── Trecho selecionado ──
Assim, foi com surpresa que assisti ao rigor moral com que “O Homem do Futuro” trata seu protagonista. A João não é permitido mudar a humilhação de seu passado nem seu desencontro de vinte anos com Helena. A lição é clara no sentido de que as piores experiências são necessárias para moldar o caráter de qualquer um. E se, nos últimos minutos, já em sua derradeira versão do futuro, o físico retorna a um presente em que, embora pobre e separado de Helena, não é calvo nem amargurado, a mudança, presume-se, ocorreu apenas em razão de seu modo diferente de encarar a vida depois de tantas viagens no tempo (e que, obviamente, permitirá que o reencontro final com Helena fique esteticamente mais plausível…).
───
── Dados brutos ──
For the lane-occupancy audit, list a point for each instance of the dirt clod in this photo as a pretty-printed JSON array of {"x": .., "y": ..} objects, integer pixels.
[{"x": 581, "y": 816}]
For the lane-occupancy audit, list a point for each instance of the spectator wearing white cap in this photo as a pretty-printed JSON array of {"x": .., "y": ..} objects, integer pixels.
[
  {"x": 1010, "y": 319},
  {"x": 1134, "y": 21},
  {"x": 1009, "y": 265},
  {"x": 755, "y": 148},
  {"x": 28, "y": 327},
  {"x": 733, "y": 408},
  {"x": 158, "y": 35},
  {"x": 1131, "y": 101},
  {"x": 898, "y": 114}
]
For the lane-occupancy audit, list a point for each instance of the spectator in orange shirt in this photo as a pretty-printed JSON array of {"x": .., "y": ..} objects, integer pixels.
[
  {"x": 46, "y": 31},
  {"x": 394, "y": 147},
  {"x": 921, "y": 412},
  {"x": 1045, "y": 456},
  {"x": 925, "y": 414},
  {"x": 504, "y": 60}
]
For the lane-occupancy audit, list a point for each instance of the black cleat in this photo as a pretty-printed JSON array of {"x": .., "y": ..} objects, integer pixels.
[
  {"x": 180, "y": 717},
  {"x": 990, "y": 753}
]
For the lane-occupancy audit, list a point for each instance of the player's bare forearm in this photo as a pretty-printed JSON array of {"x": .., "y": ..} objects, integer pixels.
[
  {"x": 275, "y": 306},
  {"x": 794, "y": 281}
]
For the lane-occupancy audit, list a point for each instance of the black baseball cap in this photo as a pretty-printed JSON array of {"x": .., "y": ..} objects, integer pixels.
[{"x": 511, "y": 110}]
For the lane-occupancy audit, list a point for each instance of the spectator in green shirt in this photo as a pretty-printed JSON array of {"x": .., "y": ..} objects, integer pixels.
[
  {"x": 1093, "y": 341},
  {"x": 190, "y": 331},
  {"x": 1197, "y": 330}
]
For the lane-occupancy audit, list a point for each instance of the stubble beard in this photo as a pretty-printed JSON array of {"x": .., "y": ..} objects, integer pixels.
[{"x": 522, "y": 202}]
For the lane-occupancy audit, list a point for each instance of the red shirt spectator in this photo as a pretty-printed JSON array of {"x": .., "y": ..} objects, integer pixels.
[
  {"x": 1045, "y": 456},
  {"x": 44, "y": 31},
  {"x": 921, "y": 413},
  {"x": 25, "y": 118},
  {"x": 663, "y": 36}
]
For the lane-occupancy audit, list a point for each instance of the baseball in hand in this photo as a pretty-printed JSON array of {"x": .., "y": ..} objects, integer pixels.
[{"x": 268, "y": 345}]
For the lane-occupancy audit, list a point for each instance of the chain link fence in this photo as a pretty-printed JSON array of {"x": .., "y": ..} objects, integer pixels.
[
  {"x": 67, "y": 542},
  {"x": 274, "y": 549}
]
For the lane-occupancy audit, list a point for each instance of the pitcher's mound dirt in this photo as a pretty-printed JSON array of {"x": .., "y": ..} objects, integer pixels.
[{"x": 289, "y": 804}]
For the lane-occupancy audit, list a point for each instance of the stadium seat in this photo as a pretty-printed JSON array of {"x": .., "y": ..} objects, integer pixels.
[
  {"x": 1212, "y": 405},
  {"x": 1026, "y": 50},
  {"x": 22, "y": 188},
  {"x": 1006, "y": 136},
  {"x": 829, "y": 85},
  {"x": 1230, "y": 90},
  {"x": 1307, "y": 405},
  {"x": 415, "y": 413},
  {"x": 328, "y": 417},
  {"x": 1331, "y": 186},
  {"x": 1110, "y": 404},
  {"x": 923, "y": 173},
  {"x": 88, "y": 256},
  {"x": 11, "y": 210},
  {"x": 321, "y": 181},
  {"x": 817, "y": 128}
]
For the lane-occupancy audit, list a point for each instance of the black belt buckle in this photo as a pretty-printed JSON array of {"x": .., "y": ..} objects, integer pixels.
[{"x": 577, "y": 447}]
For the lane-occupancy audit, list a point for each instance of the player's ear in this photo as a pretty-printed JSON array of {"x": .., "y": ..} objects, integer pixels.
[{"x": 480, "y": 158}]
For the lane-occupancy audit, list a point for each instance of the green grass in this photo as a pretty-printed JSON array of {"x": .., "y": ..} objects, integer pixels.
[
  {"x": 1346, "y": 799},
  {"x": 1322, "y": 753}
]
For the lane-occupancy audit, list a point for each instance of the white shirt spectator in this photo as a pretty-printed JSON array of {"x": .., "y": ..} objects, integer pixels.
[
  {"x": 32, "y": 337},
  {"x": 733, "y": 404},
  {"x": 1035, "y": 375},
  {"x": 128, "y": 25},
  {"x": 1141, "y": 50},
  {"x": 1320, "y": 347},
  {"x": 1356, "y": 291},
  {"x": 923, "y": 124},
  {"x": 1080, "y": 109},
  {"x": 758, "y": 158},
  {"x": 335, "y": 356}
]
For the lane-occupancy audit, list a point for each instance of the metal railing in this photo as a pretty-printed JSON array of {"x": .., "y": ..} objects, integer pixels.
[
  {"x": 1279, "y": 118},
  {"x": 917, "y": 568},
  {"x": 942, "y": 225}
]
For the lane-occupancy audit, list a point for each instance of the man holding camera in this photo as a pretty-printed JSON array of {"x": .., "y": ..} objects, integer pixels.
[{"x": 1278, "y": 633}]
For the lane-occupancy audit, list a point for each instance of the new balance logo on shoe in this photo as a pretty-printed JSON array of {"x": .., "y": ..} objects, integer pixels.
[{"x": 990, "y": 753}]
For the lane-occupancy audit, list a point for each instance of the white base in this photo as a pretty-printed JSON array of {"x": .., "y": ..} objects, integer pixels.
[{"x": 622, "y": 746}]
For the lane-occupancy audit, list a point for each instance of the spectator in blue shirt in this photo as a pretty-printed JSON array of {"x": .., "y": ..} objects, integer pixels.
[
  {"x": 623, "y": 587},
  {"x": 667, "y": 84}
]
───
Prossiga o trecho sobre o filme “O Homem do Futuro” a partir da última frase apresentada. Os registros não são necessários aqui.

Como saldo final, Cláudio Torres parece apontar que culpar o passado pela miséria do presente não é moralmente aceitável. A opção de voltar e fazer tudo de novo, e melhor, não nos é dada. Mas mesmo que ela o fosse, por hipótese, não revelaria mais do que um simples exame de consciência poderia oferecer. Para “O Homem do Futuro”, a única vantagem de encarar o passado é poder descobrir um modo mais maduro de enfrentar o que virá a seguir.

* joão Paulo Capelotti é  graduado em Direito pela UNESP/Franca. Mestrando em Direito das Relações Sociais na UFPR.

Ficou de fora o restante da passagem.